● THE TASKS
(1) Answer these questions using the P=NP passage:
(a) In what year was Dr. Strangelove released?
(b) How many permutations of the three-letter code does Turgidson say there are?
(c) According to Turgidson, how soon will the planes penetrate Russian radar cover?
(2) Write out the part of the P=NP passage starting at "In Dr. Strangelove, US" and ending at "correct three-letter prefix.", word for word.
(3) In the P=NP passage, why will trying the possible combinations take much too long to find the secret message? Answer in one to three sentences.

Gödel’s Lost Letter and P=NP 2020-02-20

The P=NP story without symbols.

[ The Movie ]

Dr. Strangelove is the classic 1964 movie about the potential for nuclear war between the US and the Soviet Union during the cold war. The film was directed by Stanley Kubrick and stars Peter Sellers, George Scott, Sterling Hayden, and Slim Pickens.

Today we try to explain the P=NP problem in an “analog” fashion.

In Dr. Strangelove, US President Merkin Muffley wishes to recall a group of US bombers that are incorrectly about to drop nuclear weapons on Russia. He hopes to stop war. Here is the conversation between General Turgidson played by Scott and Muffley played by Sellers, in which Turgidson informs that the recall message will not be received…

Turgidson: …unless the message is preceded by the correct three-letter prefix.

Muffley: Then do you mean to tell me, General Turgidson, that you will be unable to recall the aircraft?

Turgidson: That’s about the size of it. However, we are plowing through every possible three letter combination of the code. But since there are seventeen thousand permutations it’s going to take us about two and a half days to transmit them all.

Muffley: How soon did you say the planes would penetrate Russian radar cover?

Turgidson: About eighteen minutes from now, sir.

This is the problem that P=NP addresses. How do you find a solution to a problem that has many potential solutions? In this case there are over thousands of possible combinations. Since each requires sending a message to an electronic unit that sits on a plane, thousands of miles away, and since messages cannot be sent too often, it will take much too long to find the secret message.

The central P=NP question is: Can we do better than trying all possibilities? The answer is yes—at least in the case of the movie, the secret combination is indeed found. More on that in a moment.

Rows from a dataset
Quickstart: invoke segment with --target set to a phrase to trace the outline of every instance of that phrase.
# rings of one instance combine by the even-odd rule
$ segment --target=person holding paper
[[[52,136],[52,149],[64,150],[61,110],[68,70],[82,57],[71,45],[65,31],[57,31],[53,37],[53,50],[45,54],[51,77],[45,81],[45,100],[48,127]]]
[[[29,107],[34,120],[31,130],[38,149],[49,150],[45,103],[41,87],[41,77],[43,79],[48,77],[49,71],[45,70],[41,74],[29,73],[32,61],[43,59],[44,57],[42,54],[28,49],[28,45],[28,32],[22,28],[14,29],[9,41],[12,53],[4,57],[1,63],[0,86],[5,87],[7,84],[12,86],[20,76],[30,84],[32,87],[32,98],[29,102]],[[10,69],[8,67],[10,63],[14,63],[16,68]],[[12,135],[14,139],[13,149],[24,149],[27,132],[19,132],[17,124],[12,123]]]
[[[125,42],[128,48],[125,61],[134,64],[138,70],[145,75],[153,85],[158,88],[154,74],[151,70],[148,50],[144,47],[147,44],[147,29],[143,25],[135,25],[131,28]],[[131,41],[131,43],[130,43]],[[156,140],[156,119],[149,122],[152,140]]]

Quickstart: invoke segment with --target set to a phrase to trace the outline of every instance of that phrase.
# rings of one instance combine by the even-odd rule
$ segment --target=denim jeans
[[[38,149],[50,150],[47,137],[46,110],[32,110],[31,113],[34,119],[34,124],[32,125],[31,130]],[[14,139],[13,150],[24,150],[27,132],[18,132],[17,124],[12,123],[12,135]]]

● REPLIES
(1)
(a) 1964
(b) Seventeen thousand
(c) About eighteen minutes from now

(2)
In Dr. Strangelove, US President Merkin Muffley wishes to recall a group of US bombers that are incorrectly about to drop nuclear weapons on Russia. He hopes to stop war. Here is the conversation between General Turgidson played by Scott and Muffley played by Sellers, in which Turgidson informs that the recall message will not be received…

Turgidson: …unless the message is preceded by the correct three-letter prefix.

(3) Each attempt requires sending a message to an electronic unit on a plane thousands of miles away. Messages cannot be sent too often, and there are thousands of possible combinations.